▸ Document excerpt:
----

Just who are you? Who am I, for that matter? I like to do a lot of writing prompts in my journal—to keep my mind active as well as to help me make decisions, discover new plots for my stories, and even learn more about myself. Recently I had a prompt that asked me to describe who I am in a single sentence, and if you’ve ever done that, you know that it can be a challenging thing to do!
While checking out the personal development (okay, self-help) section at the library the other day while my daughter was in a class, I ran across a book that goes even deeper into who you are. It’s called Who Are You? 101 Ways of Seeing Yourself: From Archetypes and Chakras to Enneagrams and Sun Signs, An Identity Kit of Physical, Spiritual, Mental, and Emotional Self-Tests. Talk about a loaded title! After reading this book, I should know exactly who I am, right?

----

▸ Raw data:
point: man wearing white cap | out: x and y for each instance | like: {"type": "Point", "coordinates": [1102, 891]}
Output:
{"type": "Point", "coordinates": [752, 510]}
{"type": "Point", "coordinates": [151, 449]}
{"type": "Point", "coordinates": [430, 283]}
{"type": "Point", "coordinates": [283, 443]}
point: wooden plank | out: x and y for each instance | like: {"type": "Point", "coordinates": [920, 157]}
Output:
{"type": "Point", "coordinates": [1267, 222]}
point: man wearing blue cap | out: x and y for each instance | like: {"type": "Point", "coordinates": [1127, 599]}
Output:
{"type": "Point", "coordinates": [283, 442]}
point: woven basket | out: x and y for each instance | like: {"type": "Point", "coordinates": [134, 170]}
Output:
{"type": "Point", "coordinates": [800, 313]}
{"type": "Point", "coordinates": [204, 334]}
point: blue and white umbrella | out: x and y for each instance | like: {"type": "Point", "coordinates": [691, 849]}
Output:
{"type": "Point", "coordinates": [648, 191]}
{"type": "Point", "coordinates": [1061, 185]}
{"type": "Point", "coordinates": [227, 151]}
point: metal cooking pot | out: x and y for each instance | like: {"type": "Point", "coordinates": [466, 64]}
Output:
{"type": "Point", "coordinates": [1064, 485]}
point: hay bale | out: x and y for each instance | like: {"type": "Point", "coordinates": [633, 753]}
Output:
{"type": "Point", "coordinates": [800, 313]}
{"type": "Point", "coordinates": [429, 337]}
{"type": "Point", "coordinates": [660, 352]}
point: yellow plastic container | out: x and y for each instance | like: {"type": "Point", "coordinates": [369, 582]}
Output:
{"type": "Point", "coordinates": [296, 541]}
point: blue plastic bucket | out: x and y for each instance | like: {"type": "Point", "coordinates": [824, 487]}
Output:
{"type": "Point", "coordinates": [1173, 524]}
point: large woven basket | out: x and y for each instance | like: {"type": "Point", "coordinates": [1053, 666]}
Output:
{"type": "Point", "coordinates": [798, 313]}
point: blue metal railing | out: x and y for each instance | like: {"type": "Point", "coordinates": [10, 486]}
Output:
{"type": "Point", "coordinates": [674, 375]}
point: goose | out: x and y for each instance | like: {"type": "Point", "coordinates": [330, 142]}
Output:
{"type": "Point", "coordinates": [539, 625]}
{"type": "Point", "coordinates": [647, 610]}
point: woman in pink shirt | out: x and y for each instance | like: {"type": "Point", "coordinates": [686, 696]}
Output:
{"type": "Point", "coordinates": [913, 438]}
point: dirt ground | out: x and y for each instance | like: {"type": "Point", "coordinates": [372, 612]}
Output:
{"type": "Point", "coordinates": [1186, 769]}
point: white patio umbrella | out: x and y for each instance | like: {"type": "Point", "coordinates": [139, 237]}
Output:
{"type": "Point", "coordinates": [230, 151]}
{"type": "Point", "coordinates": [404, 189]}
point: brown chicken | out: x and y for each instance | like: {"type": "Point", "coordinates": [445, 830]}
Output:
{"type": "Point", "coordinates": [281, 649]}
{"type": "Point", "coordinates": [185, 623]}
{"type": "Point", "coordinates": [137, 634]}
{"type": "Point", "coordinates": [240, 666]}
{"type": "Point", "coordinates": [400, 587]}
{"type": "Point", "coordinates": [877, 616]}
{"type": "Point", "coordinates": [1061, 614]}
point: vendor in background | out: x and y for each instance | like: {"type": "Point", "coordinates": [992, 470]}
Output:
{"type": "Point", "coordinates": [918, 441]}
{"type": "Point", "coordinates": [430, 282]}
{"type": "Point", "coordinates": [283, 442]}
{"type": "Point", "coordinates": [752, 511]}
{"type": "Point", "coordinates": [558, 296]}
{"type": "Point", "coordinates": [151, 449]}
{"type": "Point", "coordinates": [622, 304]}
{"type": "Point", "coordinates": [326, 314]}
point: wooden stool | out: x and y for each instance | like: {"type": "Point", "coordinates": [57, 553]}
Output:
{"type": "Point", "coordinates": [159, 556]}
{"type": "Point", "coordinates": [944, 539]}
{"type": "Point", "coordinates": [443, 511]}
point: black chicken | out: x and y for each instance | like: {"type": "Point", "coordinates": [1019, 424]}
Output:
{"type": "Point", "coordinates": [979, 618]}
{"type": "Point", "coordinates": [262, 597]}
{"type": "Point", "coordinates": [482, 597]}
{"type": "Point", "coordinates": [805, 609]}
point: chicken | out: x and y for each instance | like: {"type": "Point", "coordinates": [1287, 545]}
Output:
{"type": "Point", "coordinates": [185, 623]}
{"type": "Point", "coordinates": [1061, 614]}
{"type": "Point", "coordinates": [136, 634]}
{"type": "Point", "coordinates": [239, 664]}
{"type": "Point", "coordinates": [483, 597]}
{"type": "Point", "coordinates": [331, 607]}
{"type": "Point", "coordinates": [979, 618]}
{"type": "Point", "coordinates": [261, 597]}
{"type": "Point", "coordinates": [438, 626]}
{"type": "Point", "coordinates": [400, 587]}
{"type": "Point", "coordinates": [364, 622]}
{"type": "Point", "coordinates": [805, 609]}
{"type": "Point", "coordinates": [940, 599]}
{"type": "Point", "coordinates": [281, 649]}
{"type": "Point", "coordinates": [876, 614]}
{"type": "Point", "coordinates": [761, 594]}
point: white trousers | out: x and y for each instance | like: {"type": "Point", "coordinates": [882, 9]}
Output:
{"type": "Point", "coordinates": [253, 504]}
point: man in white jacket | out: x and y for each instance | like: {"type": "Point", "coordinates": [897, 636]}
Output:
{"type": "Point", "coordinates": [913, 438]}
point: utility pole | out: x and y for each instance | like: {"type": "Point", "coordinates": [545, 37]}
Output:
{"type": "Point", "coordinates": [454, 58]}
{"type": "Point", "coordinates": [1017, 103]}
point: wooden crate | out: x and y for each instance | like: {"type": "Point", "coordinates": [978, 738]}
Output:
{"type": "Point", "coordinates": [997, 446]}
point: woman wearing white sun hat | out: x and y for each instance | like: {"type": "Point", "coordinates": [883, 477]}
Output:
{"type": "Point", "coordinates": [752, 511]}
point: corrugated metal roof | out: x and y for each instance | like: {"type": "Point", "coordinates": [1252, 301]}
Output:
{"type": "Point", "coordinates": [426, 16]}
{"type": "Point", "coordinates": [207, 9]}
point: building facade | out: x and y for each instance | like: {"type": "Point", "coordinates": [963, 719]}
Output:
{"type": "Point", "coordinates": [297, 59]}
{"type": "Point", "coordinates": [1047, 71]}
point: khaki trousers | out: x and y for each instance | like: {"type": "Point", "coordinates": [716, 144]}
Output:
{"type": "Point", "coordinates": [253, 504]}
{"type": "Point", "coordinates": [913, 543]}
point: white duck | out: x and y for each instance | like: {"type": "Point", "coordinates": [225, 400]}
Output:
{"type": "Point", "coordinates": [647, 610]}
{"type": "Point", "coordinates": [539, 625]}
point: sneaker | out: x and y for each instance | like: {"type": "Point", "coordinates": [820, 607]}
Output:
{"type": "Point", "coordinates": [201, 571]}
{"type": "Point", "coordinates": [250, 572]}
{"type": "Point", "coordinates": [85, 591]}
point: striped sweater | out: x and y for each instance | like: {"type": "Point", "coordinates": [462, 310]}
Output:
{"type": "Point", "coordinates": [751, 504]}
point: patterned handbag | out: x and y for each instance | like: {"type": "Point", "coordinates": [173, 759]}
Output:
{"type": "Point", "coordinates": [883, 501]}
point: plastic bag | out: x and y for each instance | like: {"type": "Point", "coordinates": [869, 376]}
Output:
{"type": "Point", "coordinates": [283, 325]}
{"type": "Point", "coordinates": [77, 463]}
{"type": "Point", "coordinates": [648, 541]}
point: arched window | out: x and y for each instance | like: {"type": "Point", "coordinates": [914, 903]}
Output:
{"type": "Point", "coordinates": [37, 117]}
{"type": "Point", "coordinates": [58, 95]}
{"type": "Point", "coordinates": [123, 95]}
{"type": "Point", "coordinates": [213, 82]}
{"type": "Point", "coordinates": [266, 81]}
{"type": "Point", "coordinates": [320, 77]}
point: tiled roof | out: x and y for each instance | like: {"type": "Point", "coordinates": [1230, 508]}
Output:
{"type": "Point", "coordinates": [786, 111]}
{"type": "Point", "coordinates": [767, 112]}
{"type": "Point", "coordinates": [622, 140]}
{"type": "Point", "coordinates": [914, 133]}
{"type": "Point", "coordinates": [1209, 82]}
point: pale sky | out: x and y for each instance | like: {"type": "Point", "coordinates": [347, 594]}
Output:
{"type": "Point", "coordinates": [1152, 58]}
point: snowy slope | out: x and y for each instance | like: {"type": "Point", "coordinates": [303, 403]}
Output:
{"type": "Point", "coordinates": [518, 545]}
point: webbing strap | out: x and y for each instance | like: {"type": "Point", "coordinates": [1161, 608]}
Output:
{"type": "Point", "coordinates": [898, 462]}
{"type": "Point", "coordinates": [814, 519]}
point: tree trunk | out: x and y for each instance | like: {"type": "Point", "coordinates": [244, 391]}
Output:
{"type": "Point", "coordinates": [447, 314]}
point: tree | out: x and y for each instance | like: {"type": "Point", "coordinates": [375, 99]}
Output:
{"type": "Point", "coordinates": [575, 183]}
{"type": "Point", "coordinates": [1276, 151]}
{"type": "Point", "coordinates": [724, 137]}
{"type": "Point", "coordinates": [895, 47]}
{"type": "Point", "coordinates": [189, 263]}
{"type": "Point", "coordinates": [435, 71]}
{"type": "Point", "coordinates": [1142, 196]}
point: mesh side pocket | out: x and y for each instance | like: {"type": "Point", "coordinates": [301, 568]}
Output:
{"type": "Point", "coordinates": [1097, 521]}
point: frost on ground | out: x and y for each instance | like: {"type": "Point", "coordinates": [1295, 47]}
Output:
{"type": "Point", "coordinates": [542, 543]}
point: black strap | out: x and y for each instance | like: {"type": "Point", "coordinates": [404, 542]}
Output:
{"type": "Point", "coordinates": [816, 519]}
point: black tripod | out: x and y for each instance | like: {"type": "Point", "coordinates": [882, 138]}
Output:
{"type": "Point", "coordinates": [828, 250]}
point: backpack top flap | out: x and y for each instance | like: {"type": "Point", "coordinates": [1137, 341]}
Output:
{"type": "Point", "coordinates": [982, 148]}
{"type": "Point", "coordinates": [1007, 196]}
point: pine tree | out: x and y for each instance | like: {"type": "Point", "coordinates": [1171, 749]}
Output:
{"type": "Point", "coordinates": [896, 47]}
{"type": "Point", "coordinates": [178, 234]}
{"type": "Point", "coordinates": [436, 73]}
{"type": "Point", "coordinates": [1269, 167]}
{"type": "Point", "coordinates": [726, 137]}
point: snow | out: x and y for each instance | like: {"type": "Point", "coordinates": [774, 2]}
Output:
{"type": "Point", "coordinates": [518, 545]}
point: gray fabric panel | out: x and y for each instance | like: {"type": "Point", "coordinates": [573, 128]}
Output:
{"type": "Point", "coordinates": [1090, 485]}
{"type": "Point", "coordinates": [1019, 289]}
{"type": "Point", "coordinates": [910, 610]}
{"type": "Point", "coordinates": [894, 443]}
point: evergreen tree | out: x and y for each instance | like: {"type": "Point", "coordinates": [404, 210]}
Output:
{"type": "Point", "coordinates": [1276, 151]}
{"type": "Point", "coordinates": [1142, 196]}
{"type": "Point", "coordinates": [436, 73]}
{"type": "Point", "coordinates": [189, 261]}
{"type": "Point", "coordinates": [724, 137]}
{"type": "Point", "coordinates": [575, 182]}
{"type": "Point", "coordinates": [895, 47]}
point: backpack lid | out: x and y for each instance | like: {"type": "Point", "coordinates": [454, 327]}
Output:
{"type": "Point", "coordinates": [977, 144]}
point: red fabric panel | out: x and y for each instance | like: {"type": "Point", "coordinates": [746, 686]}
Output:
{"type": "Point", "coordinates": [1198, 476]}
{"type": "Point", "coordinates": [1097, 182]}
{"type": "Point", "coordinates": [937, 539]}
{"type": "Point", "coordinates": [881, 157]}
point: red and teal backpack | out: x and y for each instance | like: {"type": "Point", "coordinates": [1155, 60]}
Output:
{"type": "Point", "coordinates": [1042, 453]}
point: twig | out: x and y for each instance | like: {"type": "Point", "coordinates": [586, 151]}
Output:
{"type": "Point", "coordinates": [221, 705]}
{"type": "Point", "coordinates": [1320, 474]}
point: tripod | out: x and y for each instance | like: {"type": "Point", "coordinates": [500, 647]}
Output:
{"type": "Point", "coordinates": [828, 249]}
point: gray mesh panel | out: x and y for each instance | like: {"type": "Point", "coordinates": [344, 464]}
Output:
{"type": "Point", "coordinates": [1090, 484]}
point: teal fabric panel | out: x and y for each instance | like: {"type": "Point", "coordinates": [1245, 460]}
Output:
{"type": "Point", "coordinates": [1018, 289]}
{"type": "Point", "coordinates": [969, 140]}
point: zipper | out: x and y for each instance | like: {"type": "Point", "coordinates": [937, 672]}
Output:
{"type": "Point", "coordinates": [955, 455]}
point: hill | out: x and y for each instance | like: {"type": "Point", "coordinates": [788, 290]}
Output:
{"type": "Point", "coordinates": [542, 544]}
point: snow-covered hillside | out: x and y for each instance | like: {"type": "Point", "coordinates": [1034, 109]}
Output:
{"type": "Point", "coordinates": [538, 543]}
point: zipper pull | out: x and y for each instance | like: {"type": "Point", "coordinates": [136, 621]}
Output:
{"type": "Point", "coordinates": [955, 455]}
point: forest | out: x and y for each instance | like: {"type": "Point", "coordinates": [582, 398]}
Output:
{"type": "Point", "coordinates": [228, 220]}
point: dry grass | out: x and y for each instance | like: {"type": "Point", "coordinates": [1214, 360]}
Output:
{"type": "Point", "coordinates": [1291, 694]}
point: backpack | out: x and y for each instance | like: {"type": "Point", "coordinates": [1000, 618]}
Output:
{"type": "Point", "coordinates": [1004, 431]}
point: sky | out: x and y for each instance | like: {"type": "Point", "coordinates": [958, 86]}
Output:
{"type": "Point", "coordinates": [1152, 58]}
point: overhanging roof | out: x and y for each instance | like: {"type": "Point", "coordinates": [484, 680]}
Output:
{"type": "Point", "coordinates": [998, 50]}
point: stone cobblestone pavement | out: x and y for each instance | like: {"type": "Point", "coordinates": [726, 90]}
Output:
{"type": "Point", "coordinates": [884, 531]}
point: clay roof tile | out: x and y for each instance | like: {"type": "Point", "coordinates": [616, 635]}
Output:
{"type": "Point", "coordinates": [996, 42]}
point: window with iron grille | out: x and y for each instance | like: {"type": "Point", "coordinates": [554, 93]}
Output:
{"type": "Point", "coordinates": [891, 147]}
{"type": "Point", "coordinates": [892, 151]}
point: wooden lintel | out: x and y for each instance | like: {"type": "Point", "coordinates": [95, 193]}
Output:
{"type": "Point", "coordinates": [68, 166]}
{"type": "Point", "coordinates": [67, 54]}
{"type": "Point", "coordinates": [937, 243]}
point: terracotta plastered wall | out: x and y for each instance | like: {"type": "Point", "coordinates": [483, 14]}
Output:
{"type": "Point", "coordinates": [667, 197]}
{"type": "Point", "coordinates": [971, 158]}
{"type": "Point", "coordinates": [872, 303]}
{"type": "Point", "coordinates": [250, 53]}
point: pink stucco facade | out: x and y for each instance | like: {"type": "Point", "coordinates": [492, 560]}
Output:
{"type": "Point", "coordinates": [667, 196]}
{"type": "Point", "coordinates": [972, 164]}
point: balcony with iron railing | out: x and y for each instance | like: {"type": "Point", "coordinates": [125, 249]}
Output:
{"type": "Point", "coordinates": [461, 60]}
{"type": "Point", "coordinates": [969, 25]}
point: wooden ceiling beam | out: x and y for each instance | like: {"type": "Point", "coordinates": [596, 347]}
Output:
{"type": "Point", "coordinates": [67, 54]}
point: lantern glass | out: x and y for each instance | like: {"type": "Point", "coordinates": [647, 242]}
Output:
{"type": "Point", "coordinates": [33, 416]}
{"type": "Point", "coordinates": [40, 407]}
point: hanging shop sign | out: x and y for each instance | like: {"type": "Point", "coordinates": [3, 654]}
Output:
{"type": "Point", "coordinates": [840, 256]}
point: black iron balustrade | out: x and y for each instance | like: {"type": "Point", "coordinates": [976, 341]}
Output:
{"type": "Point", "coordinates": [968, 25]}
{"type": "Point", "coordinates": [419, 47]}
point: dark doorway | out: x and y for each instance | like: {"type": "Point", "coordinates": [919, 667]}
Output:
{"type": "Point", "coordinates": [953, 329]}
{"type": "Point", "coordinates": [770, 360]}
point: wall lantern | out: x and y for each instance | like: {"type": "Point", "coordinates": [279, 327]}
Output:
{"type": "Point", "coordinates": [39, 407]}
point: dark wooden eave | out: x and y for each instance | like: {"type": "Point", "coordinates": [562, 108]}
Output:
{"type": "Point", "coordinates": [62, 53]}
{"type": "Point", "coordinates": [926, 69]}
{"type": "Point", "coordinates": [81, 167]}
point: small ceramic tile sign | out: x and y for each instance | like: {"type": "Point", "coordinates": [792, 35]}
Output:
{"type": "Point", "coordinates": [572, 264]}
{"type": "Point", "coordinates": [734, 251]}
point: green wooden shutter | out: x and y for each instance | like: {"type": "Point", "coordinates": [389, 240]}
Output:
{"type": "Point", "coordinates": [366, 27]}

----

▸ Exercise:
Return the passage from the post about self-discovery verbatim, from "While checking out" up to and including "I am, right?".

▸ Task response:
While checking out the personal development (okay, self-help) section at the library the other day while my daughter was in a class, I ran across a book that goes even deeper into who you are. It’s called Who Are You? 101 Ways of Seeing Yourself: From Archetypes and Chakras to Enneagrams and Sun Signs, An Identity Kit of Physical, Spiritual, Mental, and Emotional Self-Tests. Talk about a loaded title! After reading this book, I should know exactly who I am, right?